▶ [Provided text]:
§

It helps me a little, to better understand the future of the Elves...

It did seem to me, as to Thôl, that it was unfair the way the Elves couldn't stay in ME without fading.

I see how this is necessary in order for Tolkien to create an "English" mythology, where the world he creates is meant to be this world, because obviously a world with Elves mingling freely with men would completely discredit that notion, since we don't see Elves every day.
For them to be present they'd have to be "faded" so we couldn't see them, but may only sense a whiff of their presence.
Same with Hobbits diminishing, and going into hiding, and Dwarves delving ever deeper until they perhaps, never venture above ground, etc. 


I understand the need for such things, so I appreciate it in that aspect, but I will admit I didn't like it in its own right, and the quotes all tend to hint at a second world, what is discussed in the other thread as "The Second Music" where perhaps we'll see all these issues resolved.

It's sort of sad we never got to read about what such a Second Music would entail, but I suppose if you liken it to the second coming of Christ or something, then you can say that it's a far better thing that we DON'T know what the Second music would entail.


----------



## HelplessModAddi (Dec 14, 2003)

If there was no Melkor to "ruin things" there would have BEEN no Elves. No men, dwarves, or hobbits either. Remember, the Children of Illuvatar were created IN RESPONSE to Melkor.


----------



## Celebthôl (Dec 14, 2003)

So it can be assuemed, however, the children of Ilúvatar would have been made dispite Melkor i believe, they were always going to be made.


----------



## Wonko The Sane (Dec 14, 2003)

> "And so it was that the vision of the World was played before them, the AInur saw that it contained things which they had not thought. And they saw with amazement the coming of the Children of Illúvatar, and the habitation that was prepared for them; and they perceived that they themselves in the labour of their music had been busy with the preparation of this dwelling, and yet knew not that it had any purpose beyond its own beauty/ For the Children of Ilúvatar were conceived by him alone; and they came with the third theme, and were not in the tehme which Ilúvatar propounded at the beginning, and none of the Ainur had part in their making."




All it says is that Ilúvatar conceived of the Children from the beginning, but kept it from the Ainur until the end of the Music. We can say that his plan was, from the beginning, to have the Ainur create a world for his Children through their music. How is this creating the Children in response to Melkor? I don't know a lot about The Sil, cos I've only just started...

§

Excerpts of location labeling data
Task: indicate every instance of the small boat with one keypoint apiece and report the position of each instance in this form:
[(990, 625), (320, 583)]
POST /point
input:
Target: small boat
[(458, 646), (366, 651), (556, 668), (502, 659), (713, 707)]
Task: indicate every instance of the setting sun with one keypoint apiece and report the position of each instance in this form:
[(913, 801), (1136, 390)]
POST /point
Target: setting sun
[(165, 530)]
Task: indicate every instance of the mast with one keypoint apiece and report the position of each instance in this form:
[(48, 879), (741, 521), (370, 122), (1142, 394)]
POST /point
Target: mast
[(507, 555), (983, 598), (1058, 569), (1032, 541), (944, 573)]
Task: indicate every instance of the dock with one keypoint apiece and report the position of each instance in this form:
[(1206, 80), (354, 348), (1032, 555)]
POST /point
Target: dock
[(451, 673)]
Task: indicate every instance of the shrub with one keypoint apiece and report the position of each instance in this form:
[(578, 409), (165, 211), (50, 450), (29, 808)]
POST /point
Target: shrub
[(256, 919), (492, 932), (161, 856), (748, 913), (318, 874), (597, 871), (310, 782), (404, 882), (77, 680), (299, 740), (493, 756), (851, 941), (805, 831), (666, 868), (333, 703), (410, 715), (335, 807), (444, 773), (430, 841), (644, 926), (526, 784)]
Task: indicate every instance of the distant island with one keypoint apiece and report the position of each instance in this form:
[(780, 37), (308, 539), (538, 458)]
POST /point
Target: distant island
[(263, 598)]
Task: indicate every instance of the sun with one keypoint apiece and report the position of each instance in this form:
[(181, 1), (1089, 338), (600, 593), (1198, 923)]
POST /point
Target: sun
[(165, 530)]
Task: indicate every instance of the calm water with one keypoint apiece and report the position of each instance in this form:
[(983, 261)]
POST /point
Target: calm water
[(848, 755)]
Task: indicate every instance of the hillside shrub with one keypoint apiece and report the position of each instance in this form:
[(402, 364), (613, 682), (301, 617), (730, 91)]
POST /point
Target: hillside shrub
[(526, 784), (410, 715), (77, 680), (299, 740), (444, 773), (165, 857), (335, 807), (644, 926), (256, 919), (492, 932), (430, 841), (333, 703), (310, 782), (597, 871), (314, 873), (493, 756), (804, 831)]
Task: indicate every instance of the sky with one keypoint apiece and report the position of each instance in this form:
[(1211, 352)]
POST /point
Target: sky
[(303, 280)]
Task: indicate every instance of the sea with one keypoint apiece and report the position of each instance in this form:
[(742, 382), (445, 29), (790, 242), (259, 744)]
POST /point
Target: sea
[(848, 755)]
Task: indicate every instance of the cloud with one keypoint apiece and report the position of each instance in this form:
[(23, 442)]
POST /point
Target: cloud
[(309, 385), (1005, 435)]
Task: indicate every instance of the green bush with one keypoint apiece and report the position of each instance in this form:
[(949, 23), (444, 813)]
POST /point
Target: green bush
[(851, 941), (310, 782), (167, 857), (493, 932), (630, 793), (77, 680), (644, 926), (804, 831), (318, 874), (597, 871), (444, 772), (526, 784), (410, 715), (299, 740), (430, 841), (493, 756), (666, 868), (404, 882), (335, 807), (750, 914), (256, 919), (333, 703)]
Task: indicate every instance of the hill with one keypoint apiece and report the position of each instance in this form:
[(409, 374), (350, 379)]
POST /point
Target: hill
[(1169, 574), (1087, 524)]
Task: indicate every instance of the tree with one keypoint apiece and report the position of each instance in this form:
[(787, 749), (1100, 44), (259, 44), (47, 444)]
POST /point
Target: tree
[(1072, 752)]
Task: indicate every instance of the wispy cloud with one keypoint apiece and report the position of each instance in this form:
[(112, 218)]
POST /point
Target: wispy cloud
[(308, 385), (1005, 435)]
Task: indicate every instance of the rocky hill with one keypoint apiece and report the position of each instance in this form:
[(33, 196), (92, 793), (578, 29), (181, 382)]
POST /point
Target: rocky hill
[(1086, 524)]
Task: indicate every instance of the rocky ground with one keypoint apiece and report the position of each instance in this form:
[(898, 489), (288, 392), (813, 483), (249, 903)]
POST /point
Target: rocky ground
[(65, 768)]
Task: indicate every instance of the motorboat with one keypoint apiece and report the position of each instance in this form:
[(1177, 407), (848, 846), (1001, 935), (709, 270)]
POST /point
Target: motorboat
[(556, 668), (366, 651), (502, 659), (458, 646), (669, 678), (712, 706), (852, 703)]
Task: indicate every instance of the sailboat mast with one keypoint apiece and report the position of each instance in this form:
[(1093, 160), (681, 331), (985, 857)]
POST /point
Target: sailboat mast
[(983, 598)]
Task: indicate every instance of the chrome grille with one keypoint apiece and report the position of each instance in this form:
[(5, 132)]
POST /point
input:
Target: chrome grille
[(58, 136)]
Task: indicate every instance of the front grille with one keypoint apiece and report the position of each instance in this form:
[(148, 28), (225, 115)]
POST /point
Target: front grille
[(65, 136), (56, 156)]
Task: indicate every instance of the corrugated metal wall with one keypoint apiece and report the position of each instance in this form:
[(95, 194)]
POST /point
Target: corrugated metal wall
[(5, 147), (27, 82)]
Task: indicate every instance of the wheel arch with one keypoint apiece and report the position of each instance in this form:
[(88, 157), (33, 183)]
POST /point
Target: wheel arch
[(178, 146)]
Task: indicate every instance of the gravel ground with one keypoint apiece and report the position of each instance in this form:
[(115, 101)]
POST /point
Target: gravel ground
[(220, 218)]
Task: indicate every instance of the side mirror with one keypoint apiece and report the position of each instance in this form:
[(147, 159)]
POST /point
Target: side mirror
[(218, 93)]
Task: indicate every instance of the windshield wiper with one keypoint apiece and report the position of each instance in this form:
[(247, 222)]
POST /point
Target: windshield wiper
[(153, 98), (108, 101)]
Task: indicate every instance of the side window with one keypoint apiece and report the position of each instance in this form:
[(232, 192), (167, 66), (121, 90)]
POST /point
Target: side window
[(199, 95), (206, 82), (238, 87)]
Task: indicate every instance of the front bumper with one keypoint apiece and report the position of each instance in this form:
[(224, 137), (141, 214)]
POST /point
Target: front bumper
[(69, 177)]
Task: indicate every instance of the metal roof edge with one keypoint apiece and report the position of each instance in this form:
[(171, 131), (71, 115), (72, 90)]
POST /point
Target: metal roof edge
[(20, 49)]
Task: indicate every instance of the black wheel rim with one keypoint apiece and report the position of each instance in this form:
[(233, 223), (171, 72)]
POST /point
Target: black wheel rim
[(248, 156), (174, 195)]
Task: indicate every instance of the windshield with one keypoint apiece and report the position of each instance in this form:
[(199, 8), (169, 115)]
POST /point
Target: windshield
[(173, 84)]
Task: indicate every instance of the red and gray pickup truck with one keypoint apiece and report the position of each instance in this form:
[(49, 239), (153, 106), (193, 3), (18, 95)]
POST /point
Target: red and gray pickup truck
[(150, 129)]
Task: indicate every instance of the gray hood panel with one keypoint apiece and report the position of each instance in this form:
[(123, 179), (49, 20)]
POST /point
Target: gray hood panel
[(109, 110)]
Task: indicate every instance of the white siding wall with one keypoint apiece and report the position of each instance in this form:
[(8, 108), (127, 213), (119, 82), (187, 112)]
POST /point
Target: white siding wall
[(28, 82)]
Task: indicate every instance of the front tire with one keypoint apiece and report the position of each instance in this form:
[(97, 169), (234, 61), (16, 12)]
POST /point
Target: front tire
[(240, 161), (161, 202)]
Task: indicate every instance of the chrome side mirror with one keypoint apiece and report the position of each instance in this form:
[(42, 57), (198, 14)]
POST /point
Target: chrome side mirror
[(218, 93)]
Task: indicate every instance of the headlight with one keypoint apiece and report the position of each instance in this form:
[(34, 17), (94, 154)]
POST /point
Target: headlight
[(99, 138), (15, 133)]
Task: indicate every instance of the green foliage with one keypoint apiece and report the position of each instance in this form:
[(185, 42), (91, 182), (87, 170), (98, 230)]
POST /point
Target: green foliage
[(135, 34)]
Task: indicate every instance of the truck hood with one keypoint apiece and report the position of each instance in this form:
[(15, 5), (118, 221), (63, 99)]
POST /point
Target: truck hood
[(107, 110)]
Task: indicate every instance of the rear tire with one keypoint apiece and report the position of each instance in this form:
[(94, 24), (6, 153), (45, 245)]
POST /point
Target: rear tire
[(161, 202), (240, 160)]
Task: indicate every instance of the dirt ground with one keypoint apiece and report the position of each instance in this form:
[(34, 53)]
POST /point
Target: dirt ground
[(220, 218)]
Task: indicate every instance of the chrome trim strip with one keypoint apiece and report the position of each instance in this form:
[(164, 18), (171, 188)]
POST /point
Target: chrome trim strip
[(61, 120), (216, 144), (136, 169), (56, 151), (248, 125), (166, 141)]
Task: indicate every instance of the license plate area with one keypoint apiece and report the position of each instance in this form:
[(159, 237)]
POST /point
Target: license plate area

§

▶ [Work required]:
Name every user whose name appears in a post header in the forum thread on the fate of the Elves.

▶ [Full response]:
HelplessModAddi, Celebthôl, Wonko The Sane